Problem description: Print every line exactly as it appears in the material below.

----------------------------------------

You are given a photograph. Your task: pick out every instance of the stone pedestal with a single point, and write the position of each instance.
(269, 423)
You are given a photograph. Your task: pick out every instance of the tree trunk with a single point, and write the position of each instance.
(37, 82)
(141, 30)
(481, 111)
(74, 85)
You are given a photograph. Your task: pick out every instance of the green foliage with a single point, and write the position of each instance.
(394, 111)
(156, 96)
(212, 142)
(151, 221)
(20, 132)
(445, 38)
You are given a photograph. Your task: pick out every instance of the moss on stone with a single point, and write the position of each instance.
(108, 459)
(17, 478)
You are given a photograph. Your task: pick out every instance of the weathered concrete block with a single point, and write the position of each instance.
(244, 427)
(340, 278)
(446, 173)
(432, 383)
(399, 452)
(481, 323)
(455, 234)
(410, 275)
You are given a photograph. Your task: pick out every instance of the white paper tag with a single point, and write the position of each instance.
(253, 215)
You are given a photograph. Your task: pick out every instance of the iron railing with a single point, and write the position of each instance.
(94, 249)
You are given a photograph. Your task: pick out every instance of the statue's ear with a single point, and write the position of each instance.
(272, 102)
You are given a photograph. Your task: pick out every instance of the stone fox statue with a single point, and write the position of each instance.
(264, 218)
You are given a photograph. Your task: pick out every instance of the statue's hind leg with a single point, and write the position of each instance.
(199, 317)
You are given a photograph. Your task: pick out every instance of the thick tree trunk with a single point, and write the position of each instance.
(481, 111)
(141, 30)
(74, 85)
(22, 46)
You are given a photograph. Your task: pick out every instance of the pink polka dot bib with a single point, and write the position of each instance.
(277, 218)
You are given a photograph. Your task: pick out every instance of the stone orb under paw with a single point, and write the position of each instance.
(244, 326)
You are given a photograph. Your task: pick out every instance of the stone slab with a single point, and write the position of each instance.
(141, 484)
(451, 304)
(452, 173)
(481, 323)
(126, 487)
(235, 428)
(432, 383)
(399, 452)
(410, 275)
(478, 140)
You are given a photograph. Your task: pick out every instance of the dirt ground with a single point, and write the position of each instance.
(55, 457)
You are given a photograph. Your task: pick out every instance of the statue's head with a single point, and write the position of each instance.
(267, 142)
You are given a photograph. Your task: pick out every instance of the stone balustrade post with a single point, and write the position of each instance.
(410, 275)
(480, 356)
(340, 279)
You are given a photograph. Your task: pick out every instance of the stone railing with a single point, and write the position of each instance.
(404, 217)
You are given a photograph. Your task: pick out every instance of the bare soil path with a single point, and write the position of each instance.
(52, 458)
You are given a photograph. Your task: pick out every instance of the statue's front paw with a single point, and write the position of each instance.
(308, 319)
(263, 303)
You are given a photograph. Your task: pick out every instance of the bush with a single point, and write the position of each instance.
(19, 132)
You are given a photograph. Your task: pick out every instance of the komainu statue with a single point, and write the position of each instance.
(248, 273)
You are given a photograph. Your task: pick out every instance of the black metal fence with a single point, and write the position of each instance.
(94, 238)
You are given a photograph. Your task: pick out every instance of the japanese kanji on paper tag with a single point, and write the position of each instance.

----------------------------------------

Output:
You are given a photograph. Your task: pick out every instance of the stone pedestal with a single point, and write the position of each instance.
(269, 423)
You are given a photograph. Your task: pick out every instance of the tree trunk with a single point, and write the position of each instance.
(37, 82)
(141, 30)
(481, 111)
(74, 85)
You are given a photograph. Your task: pick out every instance of the green foliage with a single point, and write the position of each instance.
(394, 111)
(156, 96)
(212, 142)
(151, 221)
(20, 132)
(445, 38)
You are given a photograph. Your task: pick out every instance of the moss on stone with a single point, and write the position of each instance.
(108, 459)
(17, 478)
You are given a photograph. Your task: pick out every instance of the weathered concrete block with a single point, and write the position of each instance.
(244, 427)
(340, 278)
(446, 173)
(432, 383)
(399, 452)
(481, 323)
(455, 234)
(410, 275)
You are given a photograph. Your task: pick out every instance of the white paper tag with a single point, and write the position of each instance.
(253, 215)
You are given a photograph. Your task: pick out every instance of the iron railing with a single point, and write the position of each instance.
(94, 249)
You are given a photograph. Your task: pick out every instance of the statue's ear with a single point, and write the position of each instance.
(272, 102)
You are given a photograph. Your task: pick out every instance of the stone fox statue with a single point, and write the position of each instance.
(264, 218)
You are given a photograph. Your task: pick out every instance of the statue's hind leg with a single point, and write the position of each instance.
(199, 317)
You are given a photograph. Your task: pick out every instance of the thick tree trunk with a single point, and write the position of each instance.
(481, 111)
(141, 30)
(74, 85)
(22, 46)
You are given a photograph. Your task: pick out every instance of the pink polka dot bib with a single point, and write the position of each instance.
(277, 218)
You are given a photograph. Your task: pick out every instance of the stone orb under paw with a single point, and write the position of each instance.
(244, 326)
You are given a photograph. Your task: pick out every instance of the stone slab with a single point, and write the position of each instance.
(141, 484)
(451, 304)
(452, 173)
(481, 323)
(126, 487)
(235, 428)
(432, 383)
(399, 452)
(410, 275)
(478, 140)
You are given a photograph. Your task: pick out every instance of the dirt ground with a single point, and write the position of each instance.
(55, 457)
You are given a photograph. Your task: pick out every instance of the statue's head with a single point, and write the position of each instance.
(267, 142)
You are given a photograph. Your task: pick out every instance of the stone balustrade post with a single point, and write the position of each instance.
(410, 275)
(480, 356)
(340, 279)
You are given a photograph. Your task: pick out every instance of the stone railing with a single point, and write the position of each instance.
(404, 217)
You are given a photograph. Your task: pick out every instance of the bare soil path with a single point, and write the position of each instance.
(52, 458)
You are given a photograph. Your task: pick out every instance of the statue's front paw with a single point, and write the position of each instance.
(308, 319)
(263, 303)
You are given a photograph. Your task: pick out every instance of the bush with a single point, and write the position of each instance.
(19, 132)
You are given a photograph. Your task: pick out every instance of the komainu statue with a single point, and write the position of each instance.
(248, 273)
You are given a photograph. Your task: pick out every instance of the black metal fence with a single point, and write the position of each instance.
(94, 238)
You are given a photograph. Your task: pick out every instance of the japanese kanji on paper tag with a single point, and write the position of each instance.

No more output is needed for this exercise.